## Begin

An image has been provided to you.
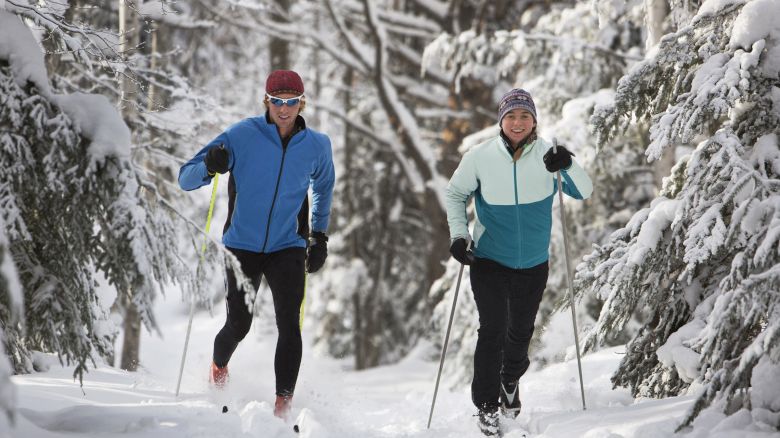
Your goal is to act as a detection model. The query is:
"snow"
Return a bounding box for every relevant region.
[628,197,680,265]
[729,0,780,50]
[655,319,706,383]
[53,93,131,162]
[0,9,131,162]
[0,7,51,95]
[4,292,780,438]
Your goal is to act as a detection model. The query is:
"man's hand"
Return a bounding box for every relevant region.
[450,237,474,265]
[306,231,328,274]
[203,145,230,175]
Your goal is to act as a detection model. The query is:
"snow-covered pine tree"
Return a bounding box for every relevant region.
[576,0,780,427]
[0,9,188,377]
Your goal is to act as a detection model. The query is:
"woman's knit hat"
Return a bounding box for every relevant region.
[265,70,303,96]
[498,88,536,125]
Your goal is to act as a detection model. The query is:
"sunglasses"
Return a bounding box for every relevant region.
[265,93,303,106]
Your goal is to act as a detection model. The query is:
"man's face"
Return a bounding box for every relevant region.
[501,108,536,145]
[268,93,301,132]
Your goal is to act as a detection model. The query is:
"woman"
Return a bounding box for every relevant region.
[447,89,593,435]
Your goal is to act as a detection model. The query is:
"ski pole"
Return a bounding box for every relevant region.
[176,173,219,397]
[427,264,466,429]
[553,138,587,411]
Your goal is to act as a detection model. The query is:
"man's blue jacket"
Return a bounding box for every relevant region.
[179,116,335,253]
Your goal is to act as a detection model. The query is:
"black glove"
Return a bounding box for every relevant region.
[450,237,474,265]
[306,231,328,274]
[543,145,574,173]
[203,145,230,175]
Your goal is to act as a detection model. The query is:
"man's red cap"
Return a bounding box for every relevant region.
[265,70,303,96]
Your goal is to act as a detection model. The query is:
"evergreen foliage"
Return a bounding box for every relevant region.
[576,1,780,426]
[0,30,186,378]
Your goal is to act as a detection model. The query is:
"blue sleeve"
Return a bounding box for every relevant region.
[311,137,336,233]
[179,132,234,191]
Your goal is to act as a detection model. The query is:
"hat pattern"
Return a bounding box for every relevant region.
[265,70,303,96]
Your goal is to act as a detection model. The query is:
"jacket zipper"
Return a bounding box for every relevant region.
[260,146,287,252]
[512,160,523,268]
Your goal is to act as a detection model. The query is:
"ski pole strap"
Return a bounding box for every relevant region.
[298,270,309,330]
[176,173,219,397]
[200,173,219,261]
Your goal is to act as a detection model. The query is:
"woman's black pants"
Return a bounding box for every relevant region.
[470,258,548,411]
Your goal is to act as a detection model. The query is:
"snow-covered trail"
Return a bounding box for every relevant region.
[13,290,770,438]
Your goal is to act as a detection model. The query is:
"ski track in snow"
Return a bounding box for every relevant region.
[6,294,769,438]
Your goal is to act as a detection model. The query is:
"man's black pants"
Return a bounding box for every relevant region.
[470,258,548,411]
[214,248,306,395]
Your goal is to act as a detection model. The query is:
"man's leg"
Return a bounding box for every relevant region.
[263,248,306,397]
[471,259,510,412]
[213,248,263,368]
[501,262,549,383]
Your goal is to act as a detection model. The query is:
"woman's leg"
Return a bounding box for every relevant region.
[501,262,548,383]
[471,259,510,412]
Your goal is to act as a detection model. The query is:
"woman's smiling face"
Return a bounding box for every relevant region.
[501,108,536,146]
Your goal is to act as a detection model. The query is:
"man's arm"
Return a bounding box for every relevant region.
[311,137,336,233]
[179,132,234,191]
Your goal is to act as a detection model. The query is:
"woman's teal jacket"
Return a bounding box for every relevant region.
[446,136,593,269]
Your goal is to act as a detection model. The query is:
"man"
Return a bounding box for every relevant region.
[446,89,593,435]
[179,70,335,419]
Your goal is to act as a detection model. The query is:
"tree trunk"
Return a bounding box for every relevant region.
[645,0,676,186]
[119,0,141,371]
[119,300,141,371]
[269,0,293,70]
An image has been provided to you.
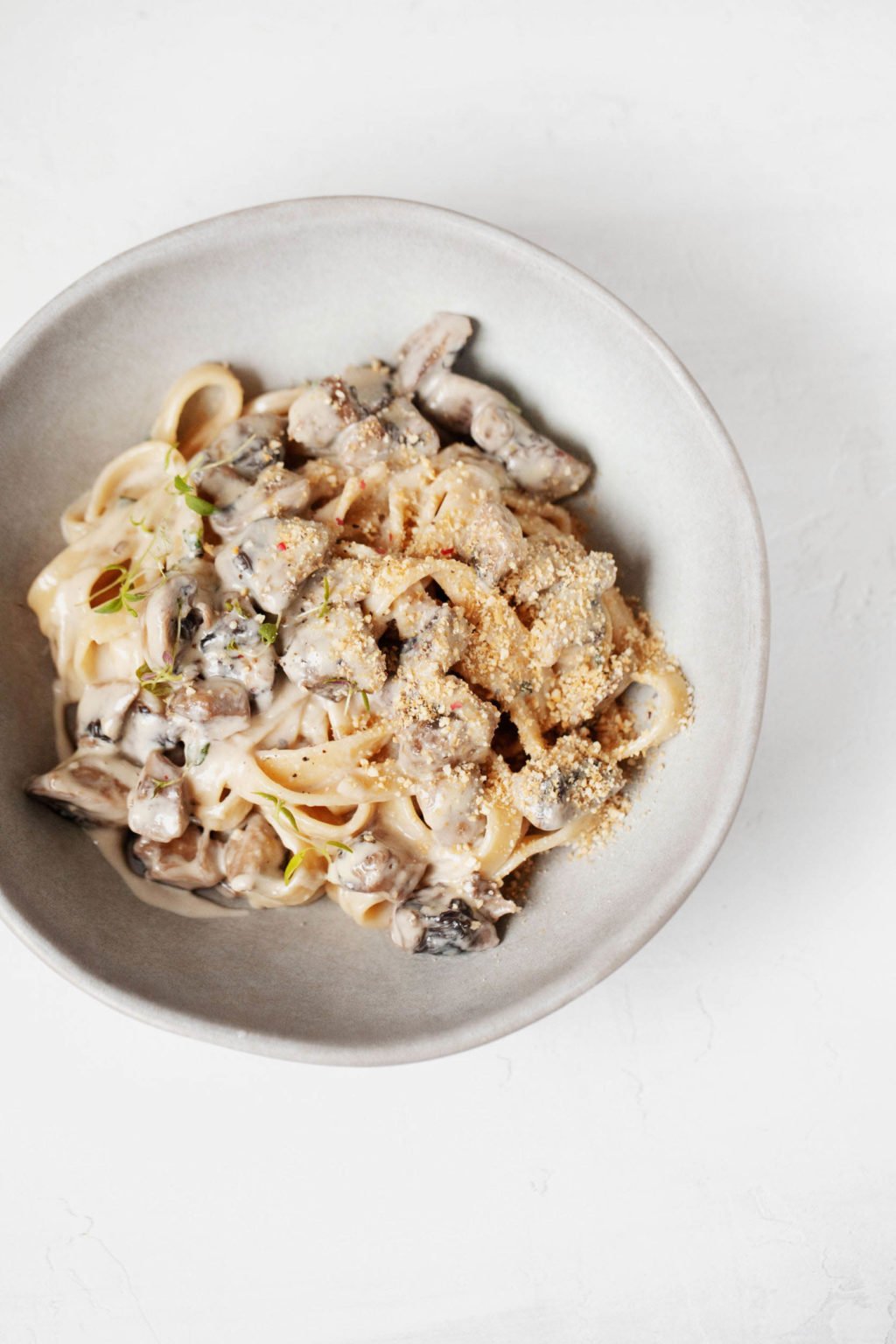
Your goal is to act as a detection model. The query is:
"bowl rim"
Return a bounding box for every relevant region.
[0,195,770,1066]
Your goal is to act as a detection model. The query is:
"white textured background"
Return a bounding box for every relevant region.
[0,0,896,1344]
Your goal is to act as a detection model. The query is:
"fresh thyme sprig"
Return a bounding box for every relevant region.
[175,476,218,517]
[324,676,371,714]
[256,793,354,886]
[258,614,284,644]
[93,564,146,615]
[135,662,184,699]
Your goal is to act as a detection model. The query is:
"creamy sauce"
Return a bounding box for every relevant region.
[88,827,248,920]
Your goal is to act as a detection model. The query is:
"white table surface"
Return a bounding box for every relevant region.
[0,0,896,1344]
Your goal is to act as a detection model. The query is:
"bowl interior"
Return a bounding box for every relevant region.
[0,199,766,1061]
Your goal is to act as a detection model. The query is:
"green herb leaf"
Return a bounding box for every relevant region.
[284,850,308,887]
[135,662,184,699]
[256,792,298,835]
[184,742,209,770]
[184,494,218,517]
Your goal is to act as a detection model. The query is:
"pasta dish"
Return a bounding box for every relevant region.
[28,313,690,955]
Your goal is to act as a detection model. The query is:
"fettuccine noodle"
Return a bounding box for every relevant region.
[28,313,690,953]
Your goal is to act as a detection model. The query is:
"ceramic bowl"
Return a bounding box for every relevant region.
[0,198,768,1065]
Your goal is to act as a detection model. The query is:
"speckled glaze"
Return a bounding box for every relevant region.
[0,198,768,1065]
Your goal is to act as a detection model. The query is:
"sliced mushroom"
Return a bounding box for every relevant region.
[199,598,276,708]
[289,378,363,456]
[141,574,201,668]
[168,677,251,742]
[342,359,392,416]
[512,735,625,830]
[395,313,472,396]
[530,551,617,667]
[459,872,520,923]
[380,396,441,457]
[118,691,178,765]
[454,500,525,587]
[192,414,286,505]
[326,830,426,900]
[128,752,189,843]
[395,676,500,780]
[224,812,286,895]
[395,313,588,499]
[392,885,499,957]
[400,602,472,672]
[28,752,137,827]
[213,464,314,539]
[133,825,224,891]
[78,682,140,746]
[319,416,395,474]
[416,765,485,845]
[281,605,386,700]
[215,517,332,615]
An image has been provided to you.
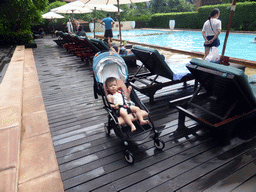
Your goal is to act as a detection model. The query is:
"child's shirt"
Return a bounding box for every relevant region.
[113,92,124,105]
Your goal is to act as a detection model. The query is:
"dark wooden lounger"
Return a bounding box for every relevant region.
[170,58,256,142]
[130,46,194,103]
[90,39,136,67]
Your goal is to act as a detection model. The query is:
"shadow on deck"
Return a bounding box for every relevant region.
[33,36,256,192]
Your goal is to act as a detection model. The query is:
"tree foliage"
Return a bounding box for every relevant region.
[151,0,195,14]
[0,0,48,32]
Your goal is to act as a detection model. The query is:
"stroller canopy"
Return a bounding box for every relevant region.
[93,52,128,83]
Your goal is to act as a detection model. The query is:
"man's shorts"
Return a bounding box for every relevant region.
[104,29,113,37]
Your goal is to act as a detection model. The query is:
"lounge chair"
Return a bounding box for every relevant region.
[130,46,194,103]
[90,39,136,67]
[170,58,256,141]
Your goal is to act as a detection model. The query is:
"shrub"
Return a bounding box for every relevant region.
[149,2,256,31]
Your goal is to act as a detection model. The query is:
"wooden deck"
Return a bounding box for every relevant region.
[33,36,256,192]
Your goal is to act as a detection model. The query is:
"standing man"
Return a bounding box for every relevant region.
[101,13,115,47]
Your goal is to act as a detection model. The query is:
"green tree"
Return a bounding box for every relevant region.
[151,0,195,13]
[44,0,67,13]
[0,0,48,45]
[0,0,48,32]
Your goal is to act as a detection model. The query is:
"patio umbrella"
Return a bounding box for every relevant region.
[79,0,150,43]
[220,0,236,65]
[68,1,123,38]
[42,12,65,32]
[51,4,92,18]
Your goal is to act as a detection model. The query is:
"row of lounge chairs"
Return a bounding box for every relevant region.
[126,46,256,142]
[54,31,193,103]
[54,31,136,65]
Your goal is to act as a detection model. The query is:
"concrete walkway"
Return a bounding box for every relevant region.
[0,46,64,192]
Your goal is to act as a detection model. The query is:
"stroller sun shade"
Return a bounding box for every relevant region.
[93,52,128,83]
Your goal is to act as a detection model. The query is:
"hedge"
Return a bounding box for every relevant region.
[149,2,256,31]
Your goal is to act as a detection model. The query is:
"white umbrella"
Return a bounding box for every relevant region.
[67,1,120,12]
[68,1,123,37]
[42,12,65,19]
[79,0,150,43]
[51,4,92,16]
[42,12,65,32]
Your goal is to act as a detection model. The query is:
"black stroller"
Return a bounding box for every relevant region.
[93,52,165,164]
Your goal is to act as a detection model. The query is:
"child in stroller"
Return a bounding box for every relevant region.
[105,77,149,132]
[93,52,165,164]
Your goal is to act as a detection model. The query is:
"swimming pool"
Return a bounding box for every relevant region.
[88,29,256,61]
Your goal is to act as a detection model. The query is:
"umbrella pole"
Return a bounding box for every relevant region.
[221,0,236,65]
[117,0,122,45]
[93,7,96,38]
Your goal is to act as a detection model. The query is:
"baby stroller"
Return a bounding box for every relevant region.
[93,52,165,164]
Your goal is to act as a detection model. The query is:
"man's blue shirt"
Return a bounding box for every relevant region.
[102,17,114,29]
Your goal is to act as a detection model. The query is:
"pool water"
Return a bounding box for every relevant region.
[88,30,256,61]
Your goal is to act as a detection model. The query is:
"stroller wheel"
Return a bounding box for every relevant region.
[154,139,165,149]
[124,150,134,164]
[104,124,110,135]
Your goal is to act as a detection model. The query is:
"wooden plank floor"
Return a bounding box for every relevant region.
[33,36,256,192]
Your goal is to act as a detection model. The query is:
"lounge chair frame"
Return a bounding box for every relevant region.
[130,46,197,103]
[170,58,256,139]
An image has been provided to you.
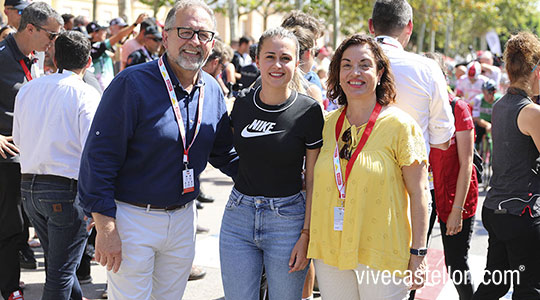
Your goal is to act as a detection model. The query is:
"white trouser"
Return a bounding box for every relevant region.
[107,201,197,300]
[314,259,409,300]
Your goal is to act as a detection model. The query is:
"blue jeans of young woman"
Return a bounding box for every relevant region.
[219,189,307,300]
[21,175,87,300]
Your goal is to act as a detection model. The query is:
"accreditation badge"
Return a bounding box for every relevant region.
[182,168,195,194]
[334,206,345,231]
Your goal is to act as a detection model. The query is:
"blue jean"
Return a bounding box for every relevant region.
[21,175,87,300]
[219,189,307,300]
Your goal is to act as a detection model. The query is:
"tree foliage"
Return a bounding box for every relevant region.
[139,0,540,56]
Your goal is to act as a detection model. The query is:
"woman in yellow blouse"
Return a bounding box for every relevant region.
[308,34,429,300]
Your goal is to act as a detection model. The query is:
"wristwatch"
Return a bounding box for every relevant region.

## End

Goal
Extract each line of the listing above that contains the word "white".

Result for this task
"white textured background"
"white table surface"
"white umbrella"
"white trouser"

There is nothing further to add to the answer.